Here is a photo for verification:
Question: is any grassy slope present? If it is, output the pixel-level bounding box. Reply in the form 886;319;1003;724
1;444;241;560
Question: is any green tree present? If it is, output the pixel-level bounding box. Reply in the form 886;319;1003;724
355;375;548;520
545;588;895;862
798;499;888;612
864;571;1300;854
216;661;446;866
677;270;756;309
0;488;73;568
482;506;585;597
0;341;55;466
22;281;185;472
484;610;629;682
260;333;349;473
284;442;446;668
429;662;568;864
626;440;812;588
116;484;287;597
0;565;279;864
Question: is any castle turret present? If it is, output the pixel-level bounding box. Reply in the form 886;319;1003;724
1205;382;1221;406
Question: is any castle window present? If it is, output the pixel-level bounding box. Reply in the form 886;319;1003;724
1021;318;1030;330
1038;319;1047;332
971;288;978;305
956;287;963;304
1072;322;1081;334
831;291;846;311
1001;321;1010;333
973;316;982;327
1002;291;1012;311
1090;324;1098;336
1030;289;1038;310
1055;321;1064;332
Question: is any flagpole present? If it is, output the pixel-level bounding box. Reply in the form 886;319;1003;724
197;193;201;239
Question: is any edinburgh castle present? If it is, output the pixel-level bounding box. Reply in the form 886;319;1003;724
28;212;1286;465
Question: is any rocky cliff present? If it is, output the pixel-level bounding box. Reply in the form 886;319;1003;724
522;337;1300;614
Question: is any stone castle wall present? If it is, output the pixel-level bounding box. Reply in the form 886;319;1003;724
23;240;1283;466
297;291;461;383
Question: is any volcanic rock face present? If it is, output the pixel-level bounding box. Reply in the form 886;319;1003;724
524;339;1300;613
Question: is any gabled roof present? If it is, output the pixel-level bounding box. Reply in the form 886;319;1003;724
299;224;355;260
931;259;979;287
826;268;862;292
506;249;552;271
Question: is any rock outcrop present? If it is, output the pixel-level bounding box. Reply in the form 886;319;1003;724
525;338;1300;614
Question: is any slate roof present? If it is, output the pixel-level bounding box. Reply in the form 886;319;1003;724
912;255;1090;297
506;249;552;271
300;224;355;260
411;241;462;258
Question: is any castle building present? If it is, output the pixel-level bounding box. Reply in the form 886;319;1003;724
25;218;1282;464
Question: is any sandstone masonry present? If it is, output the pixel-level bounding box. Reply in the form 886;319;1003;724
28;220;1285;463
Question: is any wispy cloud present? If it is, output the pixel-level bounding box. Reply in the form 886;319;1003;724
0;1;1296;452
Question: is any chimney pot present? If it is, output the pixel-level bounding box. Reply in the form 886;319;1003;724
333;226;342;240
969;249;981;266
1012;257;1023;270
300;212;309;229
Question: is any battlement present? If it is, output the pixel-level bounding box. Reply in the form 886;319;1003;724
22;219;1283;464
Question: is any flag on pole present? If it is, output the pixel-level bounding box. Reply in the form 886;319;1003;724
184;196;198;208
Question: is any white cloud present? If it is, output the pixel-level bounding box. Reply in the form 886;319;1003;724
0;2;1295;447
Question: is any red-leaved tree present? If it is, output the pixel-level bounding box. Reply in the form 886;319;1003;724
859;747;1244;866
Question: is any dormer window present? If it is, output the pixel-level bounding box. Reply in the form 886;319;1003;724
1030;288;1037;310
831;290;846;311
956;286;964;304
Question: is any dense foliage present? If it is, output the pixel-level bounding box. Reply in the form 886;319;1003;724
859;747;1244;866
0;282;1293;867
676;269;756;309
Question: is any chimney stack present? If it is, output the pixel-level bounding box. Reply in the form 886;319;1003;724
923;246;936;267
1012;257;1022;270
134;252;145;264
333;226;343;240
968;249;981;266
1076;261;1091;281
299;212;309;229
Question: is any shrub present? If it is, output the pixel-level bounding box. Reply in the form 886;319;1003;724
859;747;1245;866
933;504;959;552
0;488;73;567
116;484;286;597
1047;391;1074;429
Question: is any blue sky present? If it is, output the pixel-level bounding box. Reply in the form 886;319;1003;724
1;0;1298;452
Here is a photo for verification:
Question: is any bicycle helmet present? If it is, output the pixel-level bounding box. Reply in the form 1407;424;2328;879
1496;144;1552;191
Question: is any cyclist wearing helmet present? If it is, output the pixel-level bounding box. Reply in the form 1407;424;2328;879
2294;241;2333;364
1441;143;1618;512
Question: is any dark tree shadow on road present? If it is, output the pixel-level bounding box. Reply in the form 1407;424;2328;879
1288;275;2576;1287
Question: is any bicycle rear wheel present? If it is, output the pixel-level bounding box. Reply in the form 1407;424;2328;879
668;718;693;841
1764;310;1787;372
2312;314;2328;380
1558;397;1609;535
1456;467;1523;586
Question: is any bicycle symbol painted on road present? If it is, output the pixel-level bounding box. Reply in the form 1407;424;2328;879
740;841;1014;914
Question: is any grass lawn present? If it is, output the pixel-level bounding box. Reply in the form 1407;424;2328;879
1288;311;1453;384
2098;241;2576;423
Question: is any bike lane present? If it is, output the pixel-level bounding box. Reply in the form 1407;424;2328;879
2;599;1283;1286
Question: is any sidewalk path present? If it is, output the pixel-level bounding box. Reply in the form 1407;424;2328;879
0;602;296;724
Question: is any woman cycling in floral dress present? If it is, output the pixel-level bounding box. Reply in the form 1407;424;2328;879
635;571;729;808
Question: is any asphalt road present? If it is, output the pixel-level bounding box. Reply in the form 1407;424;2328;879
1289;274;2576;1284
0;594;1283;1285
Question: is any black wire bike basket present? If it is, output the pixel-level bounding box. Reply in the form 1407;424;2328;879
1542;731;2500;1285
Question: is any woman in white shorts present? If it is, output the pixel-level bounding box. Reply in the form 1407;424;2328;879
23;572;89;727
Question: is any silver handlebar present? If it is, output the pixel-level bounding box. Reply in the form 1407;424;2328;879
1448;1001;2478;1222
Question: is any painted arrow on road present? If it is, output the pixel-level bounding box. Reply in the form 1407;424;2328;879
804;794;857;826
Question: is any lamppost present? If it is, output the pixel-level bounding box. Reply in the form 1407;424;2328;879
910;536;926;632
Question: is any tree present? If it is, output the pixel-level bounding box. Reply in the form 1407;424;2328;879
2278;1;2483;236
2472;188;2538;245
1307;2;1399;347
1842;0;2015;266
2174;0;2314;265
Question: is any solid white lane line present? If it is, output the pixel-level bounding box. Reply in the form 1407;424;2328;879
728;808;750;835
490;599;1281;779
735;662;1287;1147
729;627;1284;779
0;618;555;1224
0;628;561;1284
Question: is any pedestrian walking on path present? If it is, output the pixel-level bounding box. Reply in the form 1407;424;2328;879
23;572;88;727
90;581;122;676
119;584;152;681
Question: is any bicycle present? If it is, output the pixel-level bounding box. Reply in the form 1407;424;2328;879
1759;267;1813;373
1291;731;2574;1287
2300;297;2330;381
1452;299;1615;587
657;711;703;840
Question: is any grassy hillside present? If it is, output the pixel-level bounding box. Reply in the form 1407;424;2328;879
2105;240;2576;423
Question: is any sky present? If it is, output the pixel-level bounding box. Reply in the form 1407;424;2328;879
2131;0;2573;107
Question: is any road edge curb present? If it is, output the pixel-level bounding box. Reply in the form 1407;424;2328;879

● ● ● ● ● ● ●

-- Required work --
Output the listing above in its entirety, exactly as given.

-- The completed task --
Here is a photo for verification:
Question: is any grassy slope present? If it is, output the pixel-level bounding box. Reply in the form 886;319;1003;724
1;444;241;560
Question: is any green tree present? If it is, output the pixel-level bounding box. Reply in the form 886;319;1003;724
355;375;548;520
545;588;895;862
798;499;888;612
864;571;1300;854
216;661;446;866
677;270;756;309
0;488;73;568
482;506;585;597
0;341;55;466
22;281;185;472
484;610;629;682
260;333;349;473
284;442;446;668
429;662;568;864
626;440;812;588
116;484;287;597
0;565;279;864
Question: is any castle turret present? If it is, output the pixel-level bounding box. Reply in the form 886;319;1003;724
1205;382;1221;406
Question: is any castle window present? If it is, output the pixel-level bounding box. Reply in the form 886;319;1003;724
1021;318;1030;330
1038;319;1047;332
971;288;978;305
956;287;963;304
1072;322;1081;334
831;291;846;311
1001;321;1010;333
973;316;982;327
1002;291;1012;311
1090;324;1098;336
1030;289;1038;310
1055;321;1064;332
Question: is any flagpole present? If it is, output the pixel-level bounding box. Reply in the form 886;319;1003;724
197;193;201;239
Question: is any edinburgh castle present? If it is, output the pixel-level bounding box. Reply in the form 886;319;1003;724
28;212;1286;465
Question: is any rocky cliff present? If it is, output the pixel-level bounding box. Reply in the form 886;319;1003;724
522;337;1300;614
Question: is any stone castle wall present? If it is, output the pixel-level bounding box. Reply in the form 886;319;1003;724
23;240;1283;466
297;291;461;383
Question: is any volcanic rock face present? If it is, output the pixel-level bounding box. Reply in the form 886;319;1003;724
524;339;1300;613
Question: is any gabled roof present? If it is, output the pixel-level bounding box. Reply in the form 886;319;1003;724
299;224;355;260
931;259;979;287
826;268;862;292
506;249;552;271
Question: is any rock outcrop present? If it is, output the pixel-level bounding box. Reply in the form 886;319;1003;724
525;338;1300;614
Question: is any slate roof present? If it is, output the pixel-level bounding box. Reply in the form 886;319;1003;724
912;255;1090;297
506;249;552;271
300;224;355;260
411;241;462;258
Question: is any castle building present? If it is, output the pixel-level bounding box. Reply in the form 886;319;1003;724
25;218;1282;464
Question: is any sandstone masonry present? If it is, output the pixel-level bounding box. Reply in the form 886;319;1003;724
28;220;1285;463
Question: is any wispy cloud present? If it is, output the pixel-level bounding box. Reply in the form 886;319;1003;724
0;1;1296;452
Question: is any chimney pot present? If it is, output the pixel-level bounding box. Reply in the form 886;319;1003;724
333;226;342;240
969;249;981;266
1012;257;1023;270
300;212;309;229
Question: is any battlement present? If it is, output the pixel-level bounding box. Reply in the form 886;319;1003;724
22;219;1283;464
Question: is any flag on pole present? If it is, output the pixel-level bounding box. Reply in the form 886;319;1003;724
184;196;198;208
Question: is any white cloud present? If it is, output the pixel-level bounding box. Reply in the form 886;319;1003;724
0;2;1295;447
Question: is any red-leaved tree present? If it is, output the pixel-level bounding box. Reply in the form 886;319;1003;724
859;747;1244;866
Question: is any dormer window present? If it is, output the pixel-level bounding box. Reply in the form 886;319;1003;724
1030;288;1037;310
831;290;846;311
956;286;964;304
Question: is any dense foliage present? If it is, output the pixel-level bounding box. Reply in the form 886;319;1003;724
859;747;1244;866
0;282;1293;867
676;269;756;309
Question: is any chimney stack present? If it is, output the pixel-level bounding box. Reply in the form 886;319;1003;724
923;246;936;267
1012;257;1022;270
134;252;145;264
333;226;343;240
968;249;981;266
1076;261;1091;281
299;212;309;229
Question: is any shrub present? If it is, output the pixel-level bounding box. Reply in the form 886;319;1003;724
859;747;1245;866
933;504;959;552
0;488;73;567
116;484;286;597
1047;391;1074;429
Question: is any blue sky present? If it is, output the pixel-level bounding box. Reply in the form 886;319;1003;724
1;0;1298;452
Here is a photo for verification:
Question: is any bicycle helmet present? If it is, output the pixel-level bounding box. Reply in the form 1407;424;2328;879
1496;144;1552;191
Question: is any cyclist wearing helmet present? If it is, output the pixel-level bounding box. Reply in the form 1407;424;2328;879
2294;241;2333;364
1441;143;1618;512
Question: is any dark tree shadow on road present? If it is, output the pixel-level bounding box. Reply in the form 1407;424;2328;879
1288;275;2576;1287
Question: is any bicycle rear wheel present? If it is, output the pixel-level bounding box. Reply in the form 1407;424;2328;879
668;718;693;841
1764;310;1787;372
2312;314;2328;380
1558;397;1609;535
1456;467;1523;586
Question: is any bicycle symbol painted on road present? If it is, output the pixel-level bounding box. Reply in the form 1407;424;2328;879
740;841;1014;914
Question: is any grass lawn present? If it is, output the pixel-level bounding box. Reply in the form 1407;424;2328;879
1288;311;1453;384
2098;241;2576;423
Question: is any bike lane present? If it is, output the pixel-level bounding box. Reply in the form 1407;424;2328;879
2;599;1283;1286
Question: is any sidewalk path present? If it is, output the pixel-level bounding box. Reply in the form 1407;424;2328;879
0;602;296;724
Question: is any woman cycling in floral dress present? If it is, output the pixel-level bounding box. Reply in the form 1407;424;2328;879
635;571;729;808
Question: is any asphalt road present? If it is, output the pixel-level bounding box. Reply in the form 1407;424;2328;879
1289;274;2576;1284
0;594;1283;1285
Question: is any black wire bike basket present? If it is, output the pixel-level bounding box. Reply in the form 1407;424;2328;879
1542;731;2500;1285
Question: is any woman in white shorts present? If it is, output the pixel-level bounding box. Reply in the form 1407;424;2328;879
23;572;89;727
Question: is any silver handlebar present? If it is, output the pixel-level bounding box. Reply in the form 1407;424;2328;879
1448;1001;2478;1222
Question: is any painted arrow on road present? If it is, output the pixel-level bounding box. Reply in the form 1407;424;2328;879
804;794;857;826
Question: is any lamppost present? If it is, output the pixel-level bounding box. Reply in the form 1407;424;2328;879
910;536;926;632
Question: is any tree present? If it is, output the pixel-level bounding box. Reply in the form 1407;424;2328;879
2278;1;2483;236
2472;188;2538;245
1307;2;1399;347
1842;0;2015;266
2174;0;2314;265
Question: is any solid white lane line present? If it is, output the pixel-level bounding box. Reply in the form 1407;424;2328;879
728;808;750;835
490;599;1281;779
735;662;1287;1147
729;627;1284;779
0;618;555;1224
0;628;561;1284
Question: is any pedestrian walking on path present? If it is, output the pixel-level bounding box. Reply in the form 1407;424;2328;879
23;572;88;727
90;581;122;676
119;584;152;681
Question: is any bicycle present? If it is, output the pixel-level bounding box. Reply in the form 1407;424;2328;879
1759;267;1813;373
1291;731;2574;1287
2300;297;2330;381
1452;299;1615;587
657;711;703;840
Question: is any grassy hillside present? If it is, output the pixel-level bounding box. Reply in the form 1407;424;2328;879
2105;240;2576;423
Question: is any sky present? If it is, output the pixel-level bounding box. Reply in the form 1407;424;2328;879
2131;0;2573;107
Question: is any road edge curb present? If it is, output the pixel-level bounding box. Reply in the form 1407;424;2328;879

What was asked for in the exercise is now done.